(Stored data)
· · · · · · ·
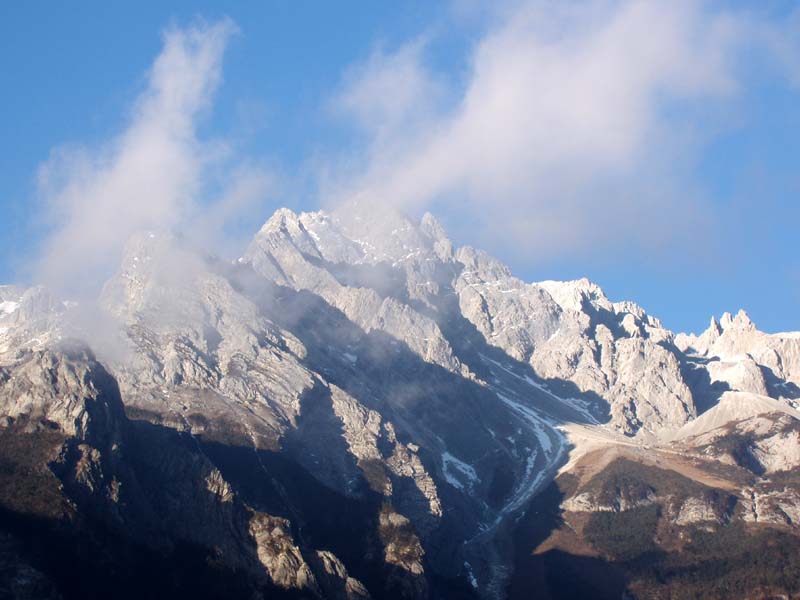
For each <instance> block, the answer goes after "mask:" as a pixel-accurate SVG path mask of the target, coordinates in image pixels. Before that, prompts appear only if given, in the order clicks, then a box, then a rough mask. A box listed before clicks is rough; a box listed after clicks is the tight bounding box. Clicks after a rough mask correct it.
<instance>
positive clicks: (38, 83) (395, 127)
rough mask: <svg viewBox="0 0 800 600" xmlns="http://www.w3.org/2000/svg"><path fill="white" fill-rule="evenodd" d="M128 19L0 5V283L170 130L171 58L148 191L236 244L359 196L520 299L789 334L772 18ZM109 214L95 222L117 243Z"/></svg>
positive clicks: (13, 276)
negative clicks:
· · · · · · ·
Exercise details: Look through the data above and return each line where the string "path" occurs.

Task output:
For each <instance> block, the answer goes after "mask:" as a pixel-accurate SVG path mask of the target, coordinates in image pixels. Before that, prompts appear only if given, in the order clicks, then a box, then a rough mask. A box listed before clicks is rough; a box listed after clicks is the tight bounding box. Clicks after a rough mask correct it.
rough mask: <svg viewBox="0 0 800 600" xmlns="http://www.w3.org/2000/svg"><path fill="white" fill-rule="evenodd" d="M128 19L0 5V283L170 130L171 58L148 191L236 244L359 196L520 299L789 334L772 18ZM109 214L95 222L117 243Z"/></svg>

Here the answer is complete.